## RECORDS SHOWN
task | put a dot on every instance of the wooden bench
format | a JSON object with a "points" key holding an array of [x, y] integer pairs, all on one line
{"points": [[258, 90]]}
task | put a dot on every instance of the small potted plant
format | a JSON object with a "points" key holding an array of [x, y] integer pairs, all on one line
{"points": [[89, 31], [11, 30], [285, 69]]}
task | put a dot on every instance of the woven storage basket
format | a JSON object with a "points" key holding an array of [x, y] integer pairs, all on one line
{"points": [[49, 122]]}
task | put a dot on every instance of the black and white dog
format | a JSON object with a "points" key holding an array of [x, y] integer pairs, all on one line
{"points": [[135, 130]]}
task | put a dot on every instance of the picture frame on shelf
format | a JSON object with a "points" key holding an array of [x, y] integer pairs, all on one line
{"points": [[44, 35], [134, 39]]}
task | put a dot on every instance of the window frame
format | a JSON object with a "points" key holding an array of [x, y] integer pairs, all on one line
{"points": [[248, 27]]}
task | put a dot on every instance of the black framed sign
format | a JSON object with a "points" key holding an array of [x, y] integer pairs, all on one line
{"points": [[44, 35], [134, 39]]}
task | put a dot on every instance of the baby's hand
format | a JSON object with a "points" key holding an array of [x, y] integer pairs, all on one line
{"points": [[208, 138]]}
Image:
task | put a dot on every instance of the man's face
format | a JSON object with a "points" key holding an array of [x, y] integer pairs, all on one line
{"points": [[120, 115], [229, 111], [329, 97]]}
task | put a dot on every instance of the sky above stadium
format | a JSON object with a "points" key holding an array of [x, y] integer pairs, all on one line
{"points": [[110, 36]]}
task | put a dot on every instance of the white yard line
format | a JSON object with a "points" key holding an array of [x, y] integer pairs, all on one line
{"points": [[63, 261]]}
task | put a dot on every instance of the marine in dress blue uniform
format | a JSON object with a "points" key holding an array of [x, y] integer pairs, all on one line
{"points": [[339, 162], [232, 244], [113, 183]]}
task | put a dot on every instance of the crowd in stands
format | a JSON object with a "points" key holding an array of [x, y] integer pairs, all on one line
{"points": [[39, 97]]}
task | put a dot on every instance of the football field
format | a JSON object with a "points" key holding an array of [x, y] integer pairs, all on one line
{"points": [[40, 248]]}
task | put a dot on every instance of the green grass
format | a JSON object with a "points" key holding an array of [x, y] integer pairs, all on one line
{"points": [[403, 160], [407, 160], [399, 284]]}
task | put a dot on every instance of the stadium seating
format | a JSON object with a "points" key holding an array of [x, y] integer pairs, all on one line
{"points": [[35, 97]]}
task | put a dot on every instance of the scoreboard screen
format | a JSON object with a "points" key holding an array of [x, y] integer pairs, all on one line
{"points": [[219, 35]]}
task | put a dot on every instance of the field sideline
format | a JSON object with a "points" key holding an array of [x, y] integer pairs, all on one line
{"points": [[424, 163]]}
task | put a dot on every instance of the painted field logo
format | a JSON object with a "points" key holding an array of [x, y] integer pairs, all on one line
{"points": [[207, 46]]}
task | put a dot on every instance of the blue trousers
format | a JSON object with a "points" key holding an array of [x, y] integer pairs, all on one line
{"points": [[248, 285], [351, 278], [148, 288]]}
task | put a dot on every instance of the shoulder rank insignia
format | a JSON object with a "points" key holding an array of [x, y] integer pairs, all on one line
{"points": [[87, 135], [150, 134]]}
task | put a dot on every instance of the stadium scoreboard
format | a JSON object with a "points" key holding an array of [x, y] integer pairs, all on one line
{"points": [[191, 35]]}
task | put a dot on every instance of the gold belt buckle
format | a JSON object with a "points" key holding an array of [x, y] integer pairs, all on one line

## YOUR INSTRUCTIONS
Everything starting at the line containing "black framed sign" and ending at the line containing "task | put a dot on every instance of the white" in the records above should be repeated exactly, and only that.

## WRITTEN SOLUTION
task | put a dot on every instance of the black framed sign
format | a JSON object with a "points" key holding an array of [x, y] integer pairs, all on one line
{"points": [[44, 35], [134, 39]]}
task | put a dot on every instance of the baby's hand
format | a JSON object with a "points" key holding an array of [x, y] integer pairs, all on one line
{"points": [[208, 138]]}
Image:
task | put a dot on every instance of the man's face
format | a JSON object with a "points" key holding an array of [x, y] integer pairs, all on one line
{"points": [[120, 115], [229, 111], [329, 97]]}
task | put a dot on every instance of the sky above stadium
format | a JSON object with a "points" key holding an array of [x, y] integer pairs, all on one line
{"points": [[110, 36]]}
task | put a dot on every instance of the white yard line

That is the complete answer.